- **PASSAGE PROVIDED**
PLoS Comput Biol. 2022 Sep 26;18(9):e1010552. doi: 10.1371/journal.pcbi.1010552. Online ahead of print.
Genetic variations affect behavior and cause disease but understanding how these variants drive complex traits is still an open question. A common approach is to link the genetic variants to intermediate molecular phenotypes such as the transcriptome using RNA-sequencing (RNA-seq). Paradoxically, these variants between the samples are usually ignored at the beginning of RNA-seq analyses of many model organisms. This can skew the transcriptome estimates that are used later for downstream analyses, such as expression quantitative trait locus (eQTL) detection. Here, we assessed the impact of reference-based analysis on the transcriptome and eQTLs in a widely-used mouse genetic population: the BXD panel of recombinant inbred lines. We highlight existing reference bias in the transcriptome data analysis and propose practical solutions which combine available genetic variants, genotypes, and genome reference sequence. The use of custom BXD line references improved downstream analysis compared to classical genome reference. These insights would likely benefit genetic studies with a transcriptomic component and demonstrate that genome references need to be reassessed and improved.
- PMID: 36155976
- DOI: 10.1371/journal.pcbi.1010552

- **GIVEN RECORDS**
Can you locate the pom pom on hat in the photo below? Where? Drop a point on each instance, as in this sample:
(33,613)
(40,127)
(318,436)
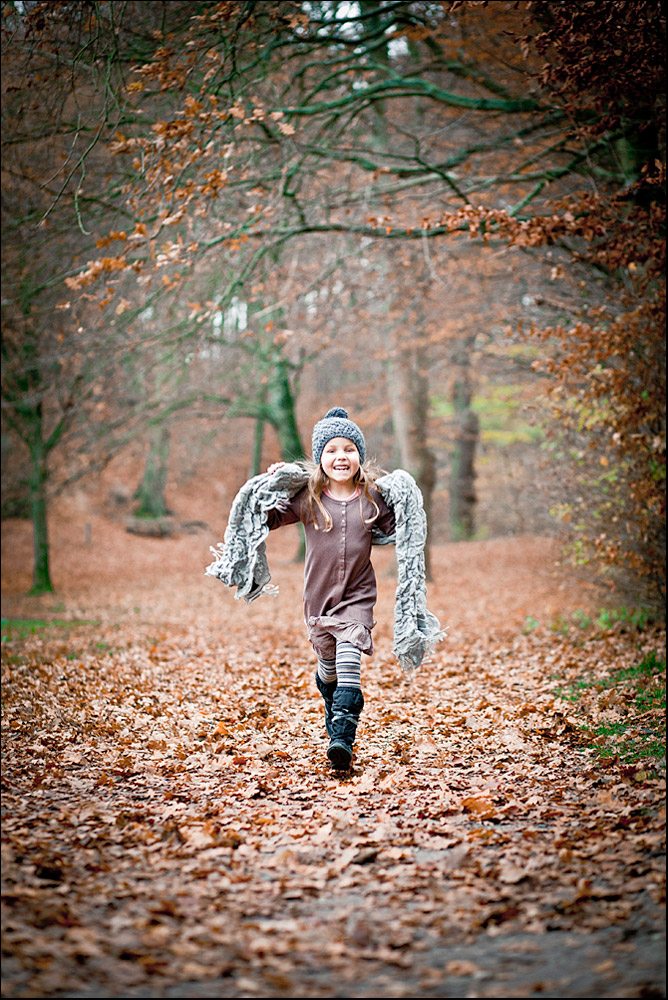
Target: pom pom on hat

- **WORK REQUIRED**
Answer these questions about the BXD mouse transcriptome abstract:
1. In which journal was the article published, and on what date?
2. Which mouse genetic population did the study assess?
3. What PMID is listed for the article?

- **YOUR SOLUTION**
1. PLoS Comput Biol, on 2022 Sep 26.
2. The BXD panel of recombinant inbred lines.
3. 36155976.